* **What to work on**:
Turn each line of the records below into a JSON list of strings, one string per line, and leave out any blank lines.

== Excerpted data

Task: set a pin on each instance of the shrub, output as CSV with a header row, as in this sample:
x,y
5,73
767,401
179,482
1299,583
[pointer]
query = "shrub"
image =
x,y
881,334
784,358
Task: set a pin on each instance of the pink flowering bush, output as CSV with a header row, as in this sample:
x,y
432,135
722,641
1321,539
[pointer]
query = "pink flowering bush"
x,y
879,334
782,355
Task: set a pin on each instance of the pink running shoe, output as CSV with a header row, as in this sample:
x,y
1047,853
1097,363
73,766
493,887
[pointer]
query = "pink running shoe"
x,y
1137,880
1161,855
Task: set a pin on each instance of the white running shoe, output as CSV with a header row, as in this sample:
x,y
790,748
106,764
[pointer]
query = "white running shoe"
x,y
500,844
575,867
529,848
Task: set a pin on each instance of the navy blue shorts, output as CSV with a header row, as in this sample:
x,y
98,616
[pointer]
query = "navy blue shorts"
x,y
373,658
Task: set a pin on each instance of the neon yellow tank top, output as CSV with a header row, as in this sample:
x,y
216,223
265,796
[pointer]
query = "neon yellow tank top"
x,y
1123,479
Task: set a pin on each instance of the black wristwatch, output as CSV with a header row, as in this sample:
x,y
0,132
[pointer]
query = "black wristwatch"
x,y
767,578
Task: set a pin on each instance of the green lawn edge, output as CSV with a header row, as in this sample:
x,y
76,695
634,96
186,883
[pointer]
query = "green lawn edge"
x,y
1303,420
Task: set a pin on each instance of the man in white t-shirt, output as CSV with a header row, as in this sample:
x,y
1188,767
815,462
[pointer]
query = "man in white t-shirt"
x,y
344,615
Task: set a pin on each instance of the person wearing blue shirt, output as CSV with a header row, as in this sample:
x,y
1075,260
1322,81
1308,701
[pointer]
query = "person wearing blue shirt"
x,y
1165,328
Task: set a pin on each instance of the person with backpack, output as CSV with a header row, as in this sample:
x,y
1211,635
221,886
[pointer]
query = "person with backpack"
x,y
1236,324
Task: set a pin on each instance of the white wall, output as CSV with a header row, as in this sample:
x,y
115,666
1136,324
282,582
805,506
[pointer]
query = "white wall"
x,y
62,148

====

* **Exercise response**:
[
  "Task: set a pin on each instance of the shrub, output as CSV with a header row, as in this sample:",
  "x,y",
  "5,73",
  "767,401",
  "179,482",
  "1299,583",
  "[pointer]",
  "query = \"shrub\"",
  "image =",
  "x,y",
  "881,334",
  "784,358",
  "Task: set a pin on each instance of the pink flowering bush, output as CSV with a header row, as in this sample:",
  "x,y",
  "432,135",
  "722,641",
  "1321,539",
  "[pointer]",
  "query = \"pink flowering bush\"",
  "x,y",
  "879,334",
  "782,355",
  "Task: set a pin on each instance of the pink running shoe, output as CSV with a header row, as in this sample:",
  "x,y",
  "1047,853",
  "1097,363",
  "73,766",
  "493,887",
  "[pointer]",
  "query = \"pink running shoe\"",
  "x,y",
  "1137,880",
  "1161,855",
  "Task: set a pin on each instance of the white running shoe, output as CSV with a header row, as in this sample:",
  "x,y",
  "790,748",
  "106,764",
  "[pointer]",
  "query = \"white running shoe\"",
  "x,y",
  "500,844",
  "575,867",
  "529,848",
  "Task: set a pin on each instance of the navy blue shorts, output as CSV with a header row, as in this sample:",
  "x,y",
  "98,616",
  "[pointer]",
  "query = \"navy blue shorts\"",
  "x,y",
  "373,658",
  "Task: set a pin on each instance of the neon yellow tank top, output as CSV with a header row, as in this sample:",
  "x,y",
  "216,223",
  "265,796",
  "[pointer]",
  "query = \"neon yellow tank top\"",
  "x,y",
  "1123,479",
  "Task: set a pin on each instance of the black wristwatch, output as CSV with a header row, as in this sample:",
  "x,y",
  "0,132",
  "[pointer]",
  "query = \"black wristwatch\"",
  "x,y",
  "767,578",
  "Task: set a pin on each instance of the green lawn edge, output as CSV with a header row, as in this sample:",
  "x,y",
  "76,695",
  "634,96",
  "186,883",
  "[pointer]",
  "query = \"green lawn edge\"",
  "x,y",
  "1303,420",
  "Task: set a pin on each instance of the man in white t-shirt, output as CSV with a header row, as in this sample:",
  "x,y",
  "1188,767",
  "815,462",
  "[pointer]",
  "query = \"man in white t-shirt\"",
  "x,y",
  "344,615",
  "Task: set a pin on each instance of the person wearing blue shirt, output as CSV with a header row, as in this sample:",
  "x,y",
  "1075,260",
  "1322,81",
  "1308,701",
  "[pointer]",
  "query = \"person wearing blue shirt\"",
  "x,y",
  "1165,328",
  "Task: set a pin on each instance of the person with backpack, output as CSV with a header row, as in this sample:",
  "x,y",
  "1211,635",
  "221,886",
  "[pointer]",
  "query = \"person with backpack\"",
  "x,y",
  "1236,324",
  "Task: set a pin on each instance of the white wall, output as CSV with a header row, as in this sample:",
  "x,y",
  "115,666",
  "1136,324",
  "282,582",
  "805,506",
  "[pointer]",
  "query = \"white wall\"",
  "x,y",
  "62,148"
]